Other studies that look back over longer periods--five to 10 years--find higher percentages of pedophiles who strike again, as high as 58% for those who refuse treatment. Such disparities highlight how uncertain the study of pedophilia is, but even the higher figure belies the popular notion that if a pedophile is allowed to go free, he will almost always molest again. "It's very easy to say, 'Throw away the key,'" says Berlin. "But many of these people are tortured by these temptations, and they are relieved that we can do something for them."

Few pedophiles get this help, as Berlin is one of only a dozen or so doctors who run such clinics in North America. "We don't have Betty Ford centers for people with sexual disorders," he says. Instead, a 1996 federal law requires sex offenders to register with state authorities. When an offender is released from prison, the state can (and often does) notify neighbors. It's unclear whether the legislation is preventing abuse.

One difficulty in treating pedophiles is that we know little about their condition. Could people become pedophiles because they were sexually victimized as kids? That theory makes common sense, but only one-third of pedophiles say they were abused. Could pedophilia be a brain disease? Bradford of the University of Ottawa says studies of pedophiles' brains have shown differences in the way they react to changes in hormone levels, but he says the research is in its earliest stages. Other scientists have posited several risk factors that can lead to pedophilia, including chromosomal abnormalities, psychological problems during puberty and even being brothers: The Journal of Psychology in 2000 reported that "a gap of several years between brothers might deprive the pedophile of companionship in formative years of sexual behavior development."

But such ideas are still guesswork. "If we really want to understand these people and develop good ways to prevent pedophilia, we need a national demographic survey," says Berlin. "The funding is minuscule, so the research is incomplete." And politically fraught. Everyone who works in the field constantly negotiates America's discomfort with children and sex. Yet understanding child sexual abuse means not only exploring its prevalence, causes and treatments--issues that focus on the abuser--but finding the best way to help victims cope as well. And that research is positively radioactive.

- **What is expected**:
Copy out the full passage on pedophilia research and treatment, word for word. The saved lines that come next are not needed here.

[Saved entries]
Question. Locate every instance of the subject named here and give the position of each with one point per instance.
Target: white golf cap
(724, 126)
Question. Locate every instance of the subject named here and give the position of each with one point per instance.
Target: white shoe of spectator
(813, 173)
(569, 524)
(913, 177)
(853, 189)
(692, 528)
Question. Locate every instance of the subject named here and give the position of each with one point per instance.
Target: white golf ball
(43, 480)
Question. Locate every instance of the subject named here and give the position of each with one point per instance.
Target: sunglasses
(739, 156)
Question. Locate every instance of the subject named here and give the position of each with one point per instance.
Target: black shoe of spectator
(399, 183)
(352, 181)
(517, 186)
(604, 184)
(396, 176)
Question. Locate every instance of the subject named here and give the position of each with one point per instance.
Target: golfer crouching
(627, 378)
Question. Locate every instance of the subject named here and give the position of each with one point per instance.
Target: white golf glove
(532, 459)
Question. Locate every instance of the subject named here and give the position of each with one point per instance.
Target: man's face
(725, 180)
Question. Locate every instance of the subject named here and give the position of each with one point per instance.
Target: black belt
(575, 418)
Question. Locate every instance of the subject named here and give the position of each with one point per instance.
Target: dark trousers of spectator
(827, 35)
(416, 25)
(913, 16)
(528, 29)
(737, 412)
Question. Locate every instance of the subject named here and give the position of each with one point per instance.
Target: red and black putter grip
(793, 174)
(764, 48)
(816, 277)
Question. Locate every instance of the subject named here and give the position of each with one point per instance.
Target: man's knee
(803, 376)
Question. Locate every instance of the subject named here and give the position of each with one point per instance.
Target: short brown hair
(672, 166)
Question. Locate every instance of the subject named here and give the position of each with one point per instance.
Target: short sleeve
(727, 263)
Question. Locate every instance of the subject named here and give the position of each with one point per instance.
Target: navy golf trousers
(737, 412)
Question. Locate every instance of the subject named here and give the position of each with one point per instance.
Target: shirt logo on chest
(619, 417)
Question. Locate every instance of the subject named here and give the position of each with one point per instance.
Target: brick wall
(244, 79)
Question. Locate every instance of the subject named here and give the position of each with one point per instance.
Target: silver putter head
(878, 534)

- **Task output**:
Other studies that look back over longer periods--five to 10 years--find higher percentages of pedophiles who strike again, as high as 58% for those who refuse treatment. Such disparities highlight how uncertain the study of pedophilia is, but even the higher figure belies the popular notion that if a pedophile is allowed to go free, he will almost always molest again. "It's very easy to say, 'Throw away the key,'" says Berlin. "But many of these people are tortured by these temptations, and they are relieved that we can do something for them."

Few pedophiles get this help, as Berlin is one of only a dozen or so doctors who run such clinics in North America. "We don't have Betty Ford centers for people with sexual disorders," he says. Instead, a 1996 federal law requires sex offenders to register with state authorities. When an offender is released from prison, the state can (and often does) notify neighbors. It's unclear whether the legislation is preventing abuse.

One difficulty in treating pedophiles is that we know little about their condition. Could people become pedophiles because they were sexually victimized as kids? That theory makes common sense, but only one-third of pedophiles say they were abused. Could pedophilia be a brain disease? Bradford of the University of Ottawa says studies of pedophiles' brains have shown differences in the way they react to changes in hormone levels, but he says the research is in its earliest stages. Other scientists have posited several risk factors that can lead to pedophilia, including chromosomal abnormalities, psychological problems during puberty and even being brothers: The Journal of Psychology in 2000 reported that "a gap of several years between brothers might deprive the pedophile of companionship in formative years of sexual behavior development."

But such ideas are still guesswork. "If we really want to understand these people and develop good ways to prevent pedophilia, we need a national demographic survey," says Berlin. "The funding is minuscule, so the research is incomplete." And politically fraught. Everyone who works in the field constantly negotiates America's discomfort with children and sex. Yet understanding child sexual abuse means not only exploring its prevalence, causes and treatments--issues that focus on the abuser--but finding the best way to help victims cope as well. And that research is positively radioactive.